*WHAT YOU ARE ASKED TO DO*
Examine each line of the listing below. Copy those in which the string "arrangement" appears.

*** EXERCISE INPUT ***

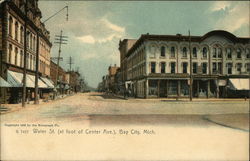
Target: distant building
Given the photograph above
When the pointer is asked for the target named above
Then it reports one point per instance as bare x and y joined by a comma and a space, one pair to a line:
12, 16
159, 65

***
*** EXERCISE INPUT ***

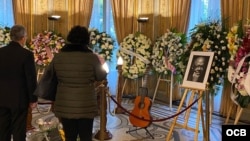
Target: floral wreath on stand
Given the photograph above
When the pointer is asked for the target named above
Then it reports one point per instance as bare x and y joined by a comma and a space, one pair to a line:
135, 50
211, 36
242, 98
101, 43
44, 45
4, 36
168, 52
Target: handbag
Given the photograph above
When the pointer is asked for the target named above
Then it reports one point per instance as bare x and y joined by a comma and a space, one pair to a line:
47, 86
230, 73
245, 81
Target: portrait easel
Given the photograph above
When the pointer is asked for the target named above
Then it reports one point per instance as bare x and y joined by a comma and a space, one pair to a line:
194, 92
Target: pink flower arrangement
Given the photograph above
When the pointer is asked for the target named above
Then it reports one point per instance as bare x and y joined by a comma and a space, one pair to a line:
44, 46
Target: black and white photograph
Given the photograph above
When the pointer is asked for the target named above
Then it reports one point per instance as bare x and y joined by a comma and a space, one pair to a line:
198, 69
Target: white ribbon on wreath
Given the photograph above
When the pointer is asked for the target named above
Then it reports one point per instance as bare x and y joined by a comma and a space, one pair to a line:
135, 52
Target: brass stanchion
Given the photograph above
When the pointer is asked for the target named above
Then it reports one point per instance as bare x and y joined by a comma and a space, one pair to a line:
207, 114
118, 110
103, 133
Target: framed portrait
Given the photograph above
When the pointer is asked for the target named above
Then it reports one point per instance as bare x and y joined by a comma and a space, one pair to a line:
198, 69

***
*** EXERCISE INPUT ***

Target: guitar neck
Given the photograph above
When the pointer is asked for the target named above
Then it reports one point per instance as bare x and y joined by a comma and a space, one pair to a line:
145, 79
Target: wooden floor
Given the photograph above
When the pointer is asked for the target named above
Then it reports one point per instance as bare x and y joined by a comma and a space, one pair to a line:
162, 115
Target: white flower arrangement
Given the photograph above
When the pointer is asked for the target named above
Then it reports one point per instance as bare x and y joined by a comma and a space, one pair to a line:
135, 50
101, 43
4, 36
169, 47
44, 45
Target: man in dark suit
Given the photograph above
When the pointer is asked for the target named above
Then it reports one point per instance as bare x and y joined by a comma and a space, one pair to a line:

***

*SOLVED PROBLEM*
Target: pink flower arrangement
Target: white flower arrangement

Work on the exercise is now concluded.